Francina Redorta nació en Menàrguens, pero podría haber nacido en otros municipios de Lleida: Castelló de Farfanya, Montclar d’Urgell, Bellpuig o Torregrossa. O de Barcelona: Prats de Lluçanès, Sallent, Santpedor, Manresa o l’Esquirol, donde hubo juicios parecidos. Las tierras más afectadas fueron el Rosselló y la Cerdanya. Se cree que entre el siglo XV y el XVIII Catalunya ejecutó un millar de brujas (y algunos brujos).

Pocos eruditos lo han resumido mejor que el arqueólogo, naturalista y explorador Jordi Serrallonga: “Primero asesinamos a Hipatia, por ser mujer y sabia; después procesamos a Galileo, cuando nos sacó a bailar en torno al sol; quemamos a las brujas y hechiceras, en posesión de conocimientos médicos reales, y acabamos mofándonos de Darwin por osar plantear que descendíamos de un pequeño y peludo simio africano”.

Francina fue una de esas mujeres de las que habla el profesor Serrallonga en Dioses con pies de barro (Crítica). Sus remedios consistían en sustancias naturales y trapos humedecidos en vinagre, además de oraciones y avemarías. Catalunya tenía una rica tradición que ha llegado hasta nuestros días: las remeieres y trementinaires. Estas herbolarias y curanderas se pasaban sus recetas y conocimientos sobre plantas curativas de unas a otras.

(DATOS PROPORCIONADOS):

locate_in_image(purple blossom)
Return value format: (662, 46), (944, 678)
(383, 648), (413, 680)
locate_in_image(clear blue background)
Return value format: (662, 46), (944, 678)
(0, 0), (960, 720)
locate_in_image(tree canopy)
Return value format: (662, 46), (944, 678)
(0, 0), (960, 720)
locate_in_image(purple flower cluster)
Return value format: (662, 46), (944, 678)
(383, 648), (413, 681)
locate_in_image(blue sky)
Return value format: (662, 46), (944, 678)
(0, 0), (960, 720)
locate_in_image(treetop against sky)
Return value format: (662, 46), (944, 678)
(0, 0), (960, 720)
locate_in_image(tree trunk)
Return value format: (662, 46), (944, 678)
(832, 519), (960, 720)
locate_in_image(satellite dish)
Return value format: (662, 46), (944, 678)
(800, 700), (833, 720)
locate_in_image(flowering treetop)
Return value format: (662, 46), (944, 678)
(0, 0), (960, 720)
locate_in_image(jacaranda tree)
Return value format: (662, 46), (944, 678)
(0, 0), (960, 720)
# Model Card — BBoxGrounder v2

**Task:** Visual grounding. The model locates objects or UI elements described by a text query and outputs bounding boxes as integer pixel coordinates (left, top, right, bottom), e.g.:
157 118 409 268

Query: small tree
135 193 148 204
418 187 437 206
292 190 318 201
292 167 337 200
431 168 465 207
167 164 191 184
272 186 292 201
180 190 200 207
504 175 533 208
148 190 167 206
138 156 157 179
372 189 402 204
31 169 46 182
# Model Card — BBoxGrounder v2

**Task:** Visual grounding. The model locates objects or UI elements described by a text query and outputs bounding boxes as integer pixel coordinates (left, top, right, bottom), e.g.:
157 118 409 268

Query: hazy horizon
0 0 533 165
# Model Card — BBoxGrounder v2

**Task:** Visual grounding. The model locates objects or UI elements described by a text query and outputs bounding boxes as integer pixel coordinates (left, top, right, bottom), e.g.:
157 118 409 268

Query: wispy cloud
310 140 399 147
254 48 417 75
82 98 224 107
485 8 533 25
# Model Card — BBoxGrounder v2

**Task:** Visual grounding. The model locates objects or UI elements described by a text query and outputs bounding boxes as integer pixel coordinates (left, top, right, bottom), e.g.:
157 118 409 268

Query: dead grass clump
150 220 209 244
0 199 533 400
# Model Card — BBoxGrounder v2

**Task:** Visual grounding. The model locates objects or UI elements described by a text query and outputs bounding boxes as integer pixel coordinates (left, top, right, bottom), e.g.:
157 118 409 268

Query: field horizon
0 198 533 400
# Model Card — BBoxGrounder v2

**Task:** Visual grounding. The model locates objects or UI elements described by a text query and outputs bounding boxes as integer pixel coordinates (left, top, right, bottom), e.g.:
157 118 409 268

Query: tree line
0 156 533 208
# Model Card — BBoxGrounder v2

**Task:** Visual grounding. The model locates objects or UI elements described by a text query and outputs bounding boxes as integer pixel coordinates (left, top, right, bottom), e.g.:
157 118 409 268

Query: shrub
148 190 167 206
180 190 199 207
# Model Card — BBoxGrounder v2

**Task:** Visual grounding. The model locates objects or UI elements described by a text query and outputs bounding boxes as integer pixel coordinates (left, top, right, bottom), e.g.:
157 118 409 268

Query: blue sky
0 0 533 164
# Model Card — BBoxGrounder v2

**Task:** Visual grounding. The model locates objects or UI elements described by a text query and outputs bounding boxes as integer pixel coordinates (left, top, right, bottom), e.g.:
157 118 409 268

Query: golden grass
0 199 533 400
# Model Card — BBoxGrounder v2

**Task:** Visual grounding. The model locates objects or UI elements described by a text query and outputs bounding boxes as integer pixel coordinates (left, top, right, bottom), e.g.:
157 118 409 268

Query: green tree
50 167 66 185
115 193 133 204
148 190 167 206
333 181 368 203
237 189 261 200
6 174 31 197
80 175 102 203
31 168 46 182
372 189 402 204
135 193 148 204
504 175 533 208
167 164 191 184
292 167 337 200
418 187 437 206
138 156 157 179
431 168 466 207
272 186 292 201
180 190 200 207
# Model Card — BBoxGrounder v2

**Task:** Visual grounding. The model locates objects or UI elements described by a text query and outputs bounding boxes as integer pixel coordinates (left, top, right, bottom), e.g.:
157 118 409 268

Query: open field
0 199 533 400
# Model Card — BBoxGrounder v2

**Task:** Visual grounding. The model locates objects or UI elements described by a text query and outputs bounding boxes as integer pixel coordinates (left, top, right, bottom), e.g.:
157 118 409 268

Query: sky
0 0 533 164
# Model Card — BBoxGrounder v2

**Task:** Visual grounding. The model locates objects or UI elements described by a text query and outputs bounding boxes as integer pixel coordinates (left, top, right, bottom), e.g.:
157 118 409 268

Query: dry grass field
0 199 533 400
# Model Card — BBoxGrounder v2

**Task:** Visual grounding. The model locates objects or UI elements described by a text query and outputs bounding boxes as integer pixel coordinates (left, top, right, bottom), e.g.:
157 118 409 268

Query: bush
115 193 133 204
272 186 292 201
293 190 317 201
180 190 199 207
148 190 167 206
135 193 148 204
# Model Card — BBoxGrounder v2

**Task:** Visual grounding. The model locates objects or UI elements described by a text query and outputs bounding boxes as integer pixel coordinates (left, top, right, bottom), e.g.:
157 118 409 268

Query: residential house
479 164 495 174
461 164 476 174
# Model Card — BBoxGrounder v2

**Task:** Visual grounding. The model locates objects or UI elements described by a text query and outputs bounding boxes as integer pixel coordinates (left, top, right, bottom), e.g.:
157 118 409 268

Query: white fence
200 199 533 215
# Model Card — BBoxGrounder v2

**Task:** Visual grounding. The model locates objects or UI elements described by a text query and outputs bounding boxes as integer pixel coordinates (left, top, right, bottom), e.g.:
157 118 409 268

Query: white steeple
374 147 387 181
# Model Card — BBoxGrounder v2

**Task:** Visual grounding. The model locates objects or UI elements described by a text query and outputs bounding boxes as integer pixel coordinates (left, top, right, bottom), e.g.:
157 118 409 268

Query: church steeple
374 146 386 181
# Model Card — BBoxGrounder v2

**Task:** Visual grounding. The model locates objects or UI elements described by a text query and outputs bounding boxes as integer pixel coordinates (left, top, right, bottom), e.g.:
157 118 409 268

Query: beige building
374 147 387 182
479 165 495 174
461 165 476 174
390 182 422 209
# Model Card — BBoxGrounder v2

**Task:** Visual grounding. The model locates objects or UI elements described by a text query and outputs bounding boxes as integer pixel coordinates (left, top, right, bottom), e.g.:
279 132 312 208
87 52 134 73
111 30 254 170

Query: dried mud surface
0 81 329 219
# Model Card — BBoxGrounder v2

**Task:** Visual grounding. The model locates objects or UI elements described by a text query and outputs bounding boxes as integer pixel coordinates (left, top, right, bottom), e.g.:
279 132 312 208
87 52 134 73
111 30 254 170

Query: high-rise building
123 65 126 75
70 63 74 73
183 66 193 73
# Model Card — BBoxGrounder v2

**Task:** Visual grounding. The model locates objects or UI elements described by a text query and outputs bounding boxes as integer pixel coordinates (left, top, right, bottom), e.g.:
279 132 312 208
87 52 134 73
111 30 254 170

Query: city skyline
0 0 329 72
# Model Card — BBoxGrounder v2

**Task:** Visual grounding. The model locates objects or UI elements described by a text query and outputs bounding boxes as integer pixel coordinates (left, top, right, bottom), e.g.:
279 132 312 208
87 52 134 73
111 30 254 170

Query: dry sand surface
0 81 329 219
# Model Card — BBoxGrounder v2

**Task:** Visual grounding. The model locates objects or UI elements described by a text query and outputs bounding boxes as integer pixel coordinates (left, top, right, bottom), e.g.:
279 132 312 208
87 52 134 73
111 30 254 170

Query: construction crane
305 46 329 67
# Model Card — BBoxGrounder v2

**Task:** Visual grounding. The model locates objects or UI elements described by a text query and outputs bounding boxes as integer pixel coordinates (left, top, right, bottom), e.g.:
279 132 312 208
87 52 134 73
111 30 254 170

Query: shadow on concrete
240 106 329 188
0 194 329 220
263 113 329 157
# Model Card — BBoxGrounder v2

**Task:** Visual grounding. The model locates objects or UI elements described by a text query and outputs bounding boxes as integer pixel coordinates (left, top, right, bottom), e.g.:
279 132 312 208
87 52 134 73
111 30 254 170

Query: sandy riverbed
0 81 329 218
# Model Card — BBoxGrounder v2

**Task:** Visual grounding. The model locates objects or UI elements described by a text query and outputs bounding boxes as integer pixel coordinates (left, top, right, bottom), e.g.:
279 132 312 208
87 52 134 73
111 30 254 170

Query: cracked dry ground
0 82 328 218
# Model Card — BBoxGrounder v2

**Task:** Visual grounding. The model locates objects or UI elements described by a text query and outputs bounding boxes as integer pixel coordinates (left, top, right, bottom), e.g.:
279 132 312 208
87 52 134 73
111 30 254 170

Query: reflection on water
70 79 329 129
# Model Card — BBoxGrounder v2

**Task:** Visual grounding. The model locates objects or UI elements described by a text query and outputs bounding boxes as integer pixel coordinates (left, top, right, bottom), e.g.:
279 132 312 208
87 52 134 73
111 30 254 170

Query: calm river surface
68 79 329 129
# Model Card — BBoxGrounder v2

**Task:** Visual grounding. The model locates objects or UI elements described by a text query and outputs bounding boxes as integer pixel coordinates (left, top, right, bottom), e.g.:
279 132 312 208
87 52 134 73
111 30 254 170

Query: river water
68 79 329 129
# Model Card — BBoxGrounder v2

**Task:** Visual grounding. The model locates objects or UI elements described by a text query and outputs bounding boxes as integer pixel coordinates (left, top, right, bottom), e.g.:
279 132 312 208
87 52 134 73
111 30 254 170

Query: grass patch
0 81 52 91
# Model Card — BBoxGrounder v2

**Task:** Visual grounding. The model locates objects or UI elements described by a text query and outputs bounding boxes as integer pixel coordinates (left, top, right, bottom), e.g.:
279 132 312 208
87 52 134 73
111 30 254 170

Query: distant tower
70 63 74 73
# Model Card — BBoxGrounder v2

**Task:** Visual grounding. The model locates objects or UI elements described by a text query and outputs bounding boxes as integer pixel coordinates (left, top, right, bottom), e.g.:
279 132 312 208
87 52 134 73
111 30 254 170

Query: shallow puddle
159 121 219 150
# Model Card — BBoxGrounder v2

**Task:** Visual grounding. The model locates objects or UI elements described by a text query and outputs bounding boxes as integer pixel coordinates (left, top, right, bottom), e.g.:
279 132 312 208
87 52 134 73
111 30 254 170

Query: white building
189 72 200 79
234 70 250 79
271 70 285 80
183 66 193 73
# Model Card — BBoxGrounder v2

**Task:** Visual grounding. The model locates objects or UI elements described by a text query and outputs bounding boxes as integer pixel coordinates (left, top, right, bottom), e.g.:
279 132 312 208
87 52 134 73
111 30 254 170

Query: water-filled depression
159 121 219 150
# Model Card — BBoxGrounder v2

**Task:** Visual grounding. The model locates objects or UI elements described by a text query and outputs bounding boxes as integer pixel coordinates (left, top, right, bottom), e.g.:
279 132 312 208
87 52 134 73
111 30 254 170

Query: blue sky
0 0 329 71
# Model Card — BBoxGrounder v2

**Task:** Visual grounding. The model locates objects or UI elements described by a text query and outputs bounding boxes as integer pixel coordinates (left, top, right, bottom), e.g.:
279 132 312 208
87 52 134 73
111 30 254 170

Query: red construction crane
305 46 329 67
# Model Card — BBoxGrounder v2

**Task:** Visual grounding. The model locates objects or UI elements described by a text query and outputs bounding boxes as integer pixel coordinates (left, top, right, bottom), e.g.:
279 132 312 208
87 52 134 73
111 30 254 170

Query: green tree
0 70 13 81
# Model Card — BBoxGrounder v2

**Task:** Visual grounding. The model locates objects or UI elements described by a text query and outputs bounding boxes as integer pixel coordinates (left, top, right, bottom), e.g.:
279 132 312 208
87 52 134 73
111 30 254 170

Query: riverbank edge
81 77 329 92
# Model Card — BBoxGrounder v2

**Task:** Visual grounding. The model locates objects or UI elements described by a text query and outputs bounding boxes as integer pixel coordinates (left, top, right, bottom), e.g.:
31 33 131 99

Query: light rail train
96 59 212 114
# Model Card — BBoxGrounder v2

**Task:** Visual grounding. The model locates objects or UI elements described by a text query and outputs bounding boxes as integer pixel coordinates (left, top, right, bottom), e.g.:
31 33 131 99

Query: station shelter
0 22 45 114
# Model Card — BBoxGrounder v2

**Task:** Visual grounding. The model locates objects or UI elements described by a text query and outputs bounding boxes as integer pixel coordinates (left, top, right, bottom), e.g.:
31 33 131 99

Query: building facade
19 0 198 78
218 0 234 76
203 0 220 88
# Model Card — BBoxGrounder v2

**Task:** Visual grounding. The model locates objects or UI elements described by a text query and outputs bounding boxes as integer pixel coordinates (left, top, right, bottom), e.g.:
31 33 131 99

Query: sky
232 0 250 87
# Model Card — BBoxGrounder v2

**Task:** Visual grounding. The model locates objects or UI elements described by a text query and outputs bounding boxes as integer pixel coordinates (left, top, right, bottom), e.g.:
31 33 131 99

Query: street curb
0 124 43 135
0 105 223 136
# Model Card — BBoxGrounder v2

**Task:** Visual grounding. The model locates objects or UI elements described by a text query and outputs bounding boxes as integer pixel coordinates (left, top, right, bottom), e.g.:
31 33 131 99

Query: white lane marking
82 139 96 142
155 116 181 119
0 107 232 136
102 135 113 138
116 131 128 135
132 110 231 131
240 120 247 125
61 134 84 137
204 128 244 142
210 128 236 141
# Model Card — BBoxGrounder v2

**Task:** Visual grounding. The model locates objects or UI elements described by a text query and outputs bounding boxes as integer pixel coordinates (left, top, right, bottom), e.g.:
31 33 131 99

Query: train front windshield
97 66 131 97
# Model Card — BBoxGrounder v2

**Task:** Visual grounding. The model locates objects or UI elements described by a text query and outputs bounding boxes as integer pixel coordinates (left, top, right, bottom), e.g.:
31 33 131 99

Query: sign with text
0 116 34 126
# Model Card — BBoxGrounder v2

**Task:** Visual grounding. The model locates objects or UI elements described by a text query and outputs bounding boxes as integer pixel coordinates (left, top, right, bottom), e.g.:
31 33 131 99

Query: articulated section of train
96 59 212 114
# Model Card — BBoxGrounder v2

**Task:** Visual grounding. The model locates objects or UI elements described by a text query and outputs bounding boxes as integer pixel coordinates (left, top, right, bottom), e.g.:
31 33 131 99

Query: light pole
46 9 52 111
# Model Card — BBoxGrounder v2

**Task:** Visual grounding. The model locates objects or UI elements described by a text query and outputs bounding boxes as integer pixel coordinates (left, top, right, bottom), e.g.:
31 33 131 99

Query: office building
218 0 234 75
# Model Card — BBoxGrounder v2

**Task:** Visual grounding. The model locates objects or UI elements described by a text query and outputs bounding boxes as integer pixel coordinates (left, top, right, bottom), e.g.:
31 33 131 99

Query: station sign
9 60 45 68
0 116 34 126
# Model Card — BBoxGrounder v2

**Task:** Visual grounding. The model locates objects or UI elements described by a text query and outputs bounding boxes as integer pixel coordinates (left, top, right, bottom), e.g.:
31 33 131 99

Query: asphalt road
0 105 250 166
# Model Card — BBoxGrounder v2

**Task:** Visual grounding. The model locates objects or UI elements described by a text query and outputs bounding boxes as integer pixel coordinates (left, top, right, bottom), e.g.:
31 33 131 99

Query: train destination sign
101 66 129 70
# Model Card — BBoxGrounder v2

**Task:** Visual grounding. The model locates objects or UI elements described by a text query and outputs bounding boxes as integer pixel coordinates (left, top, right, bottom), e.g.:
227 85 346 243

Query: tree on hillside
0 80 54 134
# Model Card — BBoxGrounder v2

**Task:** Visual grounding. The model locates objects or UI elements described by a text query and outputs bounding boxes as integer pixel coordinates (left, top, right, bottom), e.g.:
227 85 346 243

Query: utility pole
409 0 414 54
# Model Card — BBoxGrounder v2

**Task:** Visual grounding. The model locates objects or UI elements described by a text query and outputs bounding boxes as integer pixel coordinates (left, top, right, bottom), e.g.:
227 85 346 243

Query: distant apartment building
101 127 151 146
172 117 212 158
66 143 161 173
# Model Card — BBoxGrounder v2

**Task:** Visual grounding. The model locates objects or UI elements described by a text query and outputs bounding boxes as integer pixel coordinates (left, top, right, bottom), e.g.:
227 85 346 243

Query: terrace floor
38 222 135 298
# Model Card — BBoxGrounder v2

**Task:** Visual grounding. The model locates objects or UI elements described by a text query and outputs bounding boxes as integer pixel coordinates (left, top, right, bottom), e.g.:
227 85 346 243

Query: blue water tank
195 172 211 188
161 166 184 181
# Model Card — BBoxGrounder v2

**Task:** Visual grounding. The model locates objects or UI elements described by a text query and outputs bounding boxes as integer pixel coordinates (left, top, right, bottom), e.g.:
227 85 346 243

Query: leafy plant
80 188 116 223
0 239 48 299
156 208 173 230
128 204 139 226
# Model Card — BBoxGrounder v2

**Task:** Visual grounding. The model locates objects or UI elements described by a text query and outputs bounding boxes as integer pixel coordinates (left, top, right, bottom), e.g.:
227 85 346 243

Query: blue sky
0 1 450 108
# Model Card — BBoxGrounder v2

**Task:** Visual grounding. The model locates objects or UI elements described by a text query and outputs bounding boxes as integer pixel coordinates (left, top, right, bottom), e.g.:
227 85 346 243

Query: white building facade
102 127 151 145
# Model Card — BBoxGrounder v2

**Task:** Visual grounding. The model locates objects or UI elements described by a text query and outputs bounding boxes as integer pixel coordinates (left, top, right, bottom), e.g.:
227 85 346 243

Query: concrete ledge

(CONSIGNA DE TRABAJO 1): Según el texto sobre Francina Redorta, ¿en qué municipio nació ella?
(CONSIGNA DE TRABAJO 2): Continúa el texto sobre Francina Redorta a partir de su última oración.
Los datos son un material aparte del texto sobre Francina Redorta.

(RESPUESTA 1): En Menàrguens.

(RESPUESTA 2):
La trementina, de ahí el nombre con el que eran conocidas, era su producto estrella. Se obtenía de la resina del pino y tenía un sinfín de usos, desde repelente de insectos a desinfectante. Pero en una sociedad en busca de chivos expiatorios por fenómenos que no entendía, como las plagas que arruinaban los cultivos, la frontera entre trementinaires y metzineres, entre curanderas y emponzoñadoras, se fue difuminando cada vez más y más.

El Parlament de Catalunya reconoció el 26 de enero del 2022 que mujeres como Francina Redorta fueron “víctimas de una persecución misógina”. La resolución aprobada por sus señorías subrayaba que “no eran brujas, sino mujeres” y se conjuraba para promover “acciones de desagravio”, además de reparar y dignificar “la memoria histórica de las inocentes injustamente condenadas, ejecutadas y reprimidas a lo largo de la historia”.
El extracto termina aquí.